* [Text provided]
## START
Studio album by Curtis Fuller
- Released: 1961
- Recorded: November 15, 16 & 17, 1961
- Studio: Capitol Studios, New York City
- Genre: Jazz
- Length: 38:36
- Label: Impulse! A/AS 13
- Producer: Bob Thiele

Curtis Fuller chronology
| South American Cookin' (1961) | Soul Trombone (1961) | Cabin in the Sky (1962) |

= Soul Trombone =

Soul Trombone is an album by American jazz trombonist Curtis Fuller featuring performances recorded in 1961 for the Impulse! label.

==Reception==
The Allmusic review by Ken Dryden awarded the album 4 stars stating "The solos on this hard bop disc are superb, with Fuller giving his musicians plenty of room, while his own work is first-rate. Three of the six pieces are originals and even if they never caught on, there is no filler present anywhere".
## END
* [Recorded data]
## START
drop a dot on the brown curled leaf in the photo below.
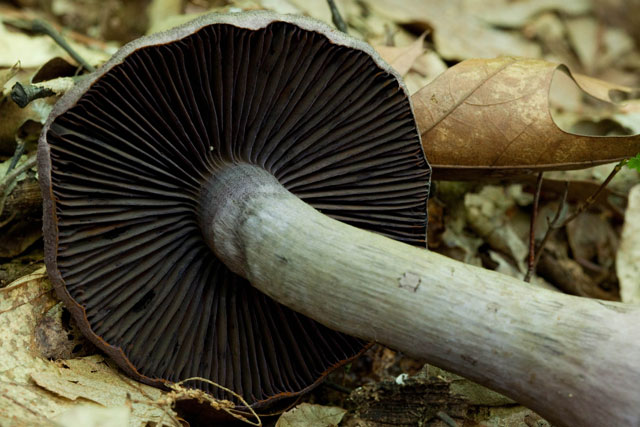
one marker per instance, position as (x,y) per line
## END
* [Given request]
Using the Soul Trombone entry, answer the following:
(a) In which studio was the album recorded?
(b) Who wrote the Allmusic review, and how many stars did it award?
(c) Which album follows Soul Trombone in the Curtis Fuller chronology?

* [Reply]
(a) Capitol Studios, New York City.
(b) Ken Dryden; 4 stars.
(c) Cabin in the Sky (1962).